___ Source material
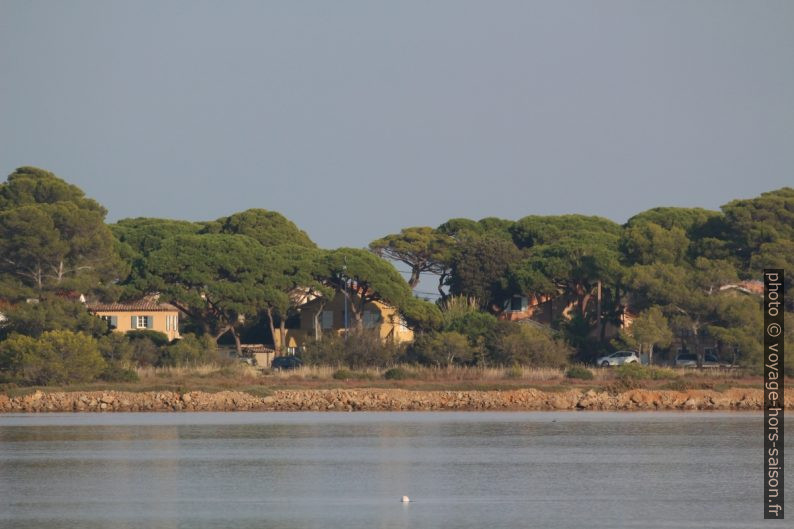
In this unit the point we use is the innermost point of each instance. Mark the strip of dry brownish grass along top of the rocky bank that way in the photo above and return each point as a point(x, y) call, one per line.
point(242, 377)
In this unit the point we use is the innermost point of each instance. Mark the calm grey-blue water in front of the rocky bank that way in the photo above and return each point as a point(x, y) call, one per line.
point(349, 470)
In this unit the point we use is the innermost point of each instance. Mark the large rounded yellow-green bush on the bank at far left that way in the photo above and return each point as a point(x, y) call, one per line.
point(57, 357)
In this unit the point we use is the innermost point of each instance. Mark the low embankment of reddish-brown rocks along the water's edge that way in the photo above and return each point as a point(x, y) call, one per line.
point(386, 400)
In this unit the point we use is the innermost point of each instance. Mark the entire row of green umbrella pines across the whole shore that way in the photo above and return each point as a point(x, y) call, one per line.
point(667, 266)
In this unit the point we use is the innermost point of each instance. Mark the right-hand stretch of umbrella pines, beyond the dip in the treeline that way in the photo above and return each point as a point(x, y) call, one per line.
point(667, 266)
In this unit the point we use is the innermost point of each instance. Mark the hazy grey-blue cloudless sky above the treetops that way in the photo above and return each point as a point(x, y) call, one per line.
point(355, 119)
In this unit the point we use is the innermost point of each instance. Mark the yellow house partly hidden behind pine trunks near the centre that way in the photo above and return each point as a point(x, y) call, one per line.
point(315, 319)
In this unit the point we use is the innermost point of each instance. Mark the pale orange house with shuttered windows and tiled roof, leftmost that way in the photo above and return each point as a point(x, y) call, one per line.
point(139, 315)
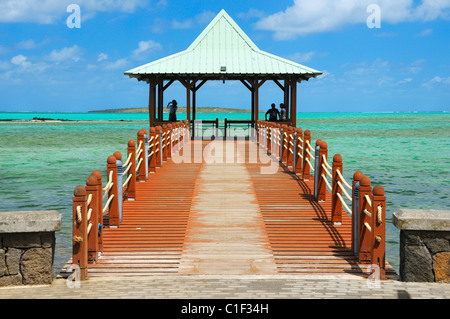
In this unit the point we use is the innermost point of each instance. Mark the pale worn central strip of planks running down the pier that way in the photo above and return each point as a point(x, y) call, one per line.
point(226, 231)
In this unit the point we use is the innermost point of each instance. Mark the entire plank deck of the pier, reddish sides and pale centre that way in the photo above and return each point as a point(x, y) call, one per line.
point(225, 217)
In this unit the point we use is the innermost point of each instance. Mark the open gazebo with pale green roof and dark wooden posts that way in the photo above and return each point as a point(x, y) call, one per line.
point(222, 52)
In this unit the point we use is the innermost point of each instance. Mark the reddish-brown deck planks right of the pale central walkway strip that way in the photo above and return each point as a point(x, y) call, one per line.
point(301, 235)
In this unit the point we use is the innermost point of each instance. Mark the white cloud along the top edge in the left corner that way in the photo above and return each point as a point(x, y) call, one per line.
point(50, 11)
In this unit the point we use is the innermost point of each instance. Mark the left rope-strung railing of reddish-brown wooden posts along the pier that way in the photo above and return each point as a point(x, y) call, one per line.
point(96, 207)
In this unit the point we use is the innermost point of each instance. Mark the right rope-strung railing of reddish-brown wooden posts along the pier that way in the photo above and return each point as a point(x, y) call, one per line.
point(366, 206)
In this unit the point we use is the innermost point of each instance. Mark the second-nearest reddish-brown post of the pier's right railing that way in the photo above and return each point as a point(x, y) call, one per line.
point(364, 234)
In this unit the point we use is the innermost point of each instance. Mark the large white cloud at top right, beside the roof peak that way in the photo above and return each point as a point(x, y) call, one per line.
point(305, 17)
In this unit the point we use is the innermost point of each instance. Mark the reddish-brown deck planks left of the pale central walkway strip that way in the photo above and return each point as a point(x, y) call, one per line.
point(150, 238)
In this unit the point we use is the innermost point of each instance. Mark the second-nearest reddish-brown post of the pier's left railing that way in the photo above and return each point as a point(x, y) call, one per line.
point(92, 217)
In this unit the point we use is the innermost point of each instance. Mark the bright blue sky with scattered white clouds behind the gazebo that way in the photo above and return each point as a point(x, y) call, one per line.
point(404, 65)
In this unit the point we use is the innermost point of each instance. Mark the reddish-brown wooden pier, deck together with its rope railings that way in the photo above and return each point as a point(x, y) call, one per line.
point(221, 215)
______
Task to carry out: Transcribe every line from the records above without alteration, and leave out the images.

The answer:
In this unit the point we use is the innermost point of each instance. Mark the strip of dry brownish grass along top of the rocky bank that way in the photo above and return each point as a point(x, y) call, one per line.
point(242, 377)
In this unit the point we use is the innermost point of each instance. Mark the calm grey-blue water in front of the rocky bank that way in the photo above and return each point as a point(x, y) call, one per line.
point(349, 470)
In this unit the point we use is the innermost point of each instance. Mark the large rounded yellow-green bush on the bank at far left that way in the photo above and return each point as a point(x, y) call, one per line.
point(57, 357)
In this unit the point we use is the innermost point of each instance. Mark the low embankment of reddish-brown rocks along the water's edge that way in the photo above and return each point as a point(x, y) call, one per line.
point(386, 400)
In this unit the point we use is the innermost point of each instance. Mark the entire row of green umbrella pines across the whole shore that way in the photo above and return each point as a point(x, y) call, one per line.
point(667, 266)
In this unit the point we use is the innermost point of each instance. Mark the right-hand stretch of umbrella pines, beyond the dip in the treeline that way in the photo above and return each point as a point(x, y) call, one per line.
point(667, 266)
In this unit the point we use is the innermost point of each instance. Mark the hazy grey-blue cloudless sky above the treetops that way in the photo above and return each point as a point(x, y) call, one per line.
point(355, 119)
In this unit the point we use is the innermost point of each instance. Mark the yellow house partly hidden behind pine trunks near the centre that way in the photo above and return each point as a point(x, y) call, one per line.
point(315, 319)
In this unit the point we use is the innermost point of each instance. Mark the pale orange house with shuttered windows and tiled roof, leftmost that way in the photo above and return each point as a point(x, y) call, one per line.
point(139, 315)
In this unit the point we use is the innermost point of each instance. Mark the pale worn central strip of planks running down the pier that way in the photo above and return each point as a point(x, y) call, one per line.
point(226, 231)
In this unit the point we use is the innermost point of each instance. Mark the entire plank deck of the pier, reddish sides and pale centre that way in the photo above and return each point as a point(x, y) call, one per line.
point(225, 217)
In this unit the point we use is the innermost point of each instance. Mark the open gazebo with pale green roof and dark wooden posts that way in the photo above and return each point as a point(x, y) call, one per line.
point(222, 52)
In this unit the point we use is the innermost point of each instance. Mark the reddish-brown deck planks right of the pale central walkway strip that way in the photo above and return each point as a point(x, y) call, one per line.
point(301, 235)
In this unit the point we use is the innermost point of each instance. Mark the white cloud along the top edge in the left corner that way in the photo above and return each point as a point(x, y) call, one per line.
point(50, 11)
In this unit the point we use is the innermost point of each instance. Mark the left rope-strung railing of reddish-brown wooden posts along the pier that way in the photo above and return each point as a point(x, y) call, one per line.
point(96, 207)
In this unit the point we use is the innermost point of each instance. Mark the right rope-strung railing of reddish-brown wooden posts along the pier that way in the photo above and return each point as a point(x, y) call, one per line.
point(366, 206)
In this unit the point we use is the innermost point of each instance. Mark the second-nearest reddish-brown post of the pier's right railing that way in the photo above and return each point as a point(x, y) call, one per line.
point(364, 234)
In this unit the point we use is the innermost point of each instance. Mark the large white cloud at top right, beside the roof peak that way in the photo above and return each point as a point(x, y) call, one per line.
point(305, 17)
In this unit the point we use is the innermost point of each instance. Mark the reddish-brown deck planks left of the pale central walkway strip that way in the photo above and return each point as a point(x, y) call, one per line.
point(150, 238)
In this unit the point we use is the innermost point of each instance. Mark the second-nearest reddish-brown post of the pier's left railing that way in the photo above and return each point as a point(x, y) call, one per line.
point(92, 217)
In this unit the point we use is the innermost point of each instance. Mark the bright blue sky with scattered white clouds behind the gazebo that way in the photo above and return each point as a point(x, y) call, one per line.
point(404, 65)
In this unit the point we use is the innermost point of each instance. Mark the reddish-brown wooden pier, deck together with its rope railings that way in the photo above and return each point as a point(x, y) call, one per line.
point(221, 215)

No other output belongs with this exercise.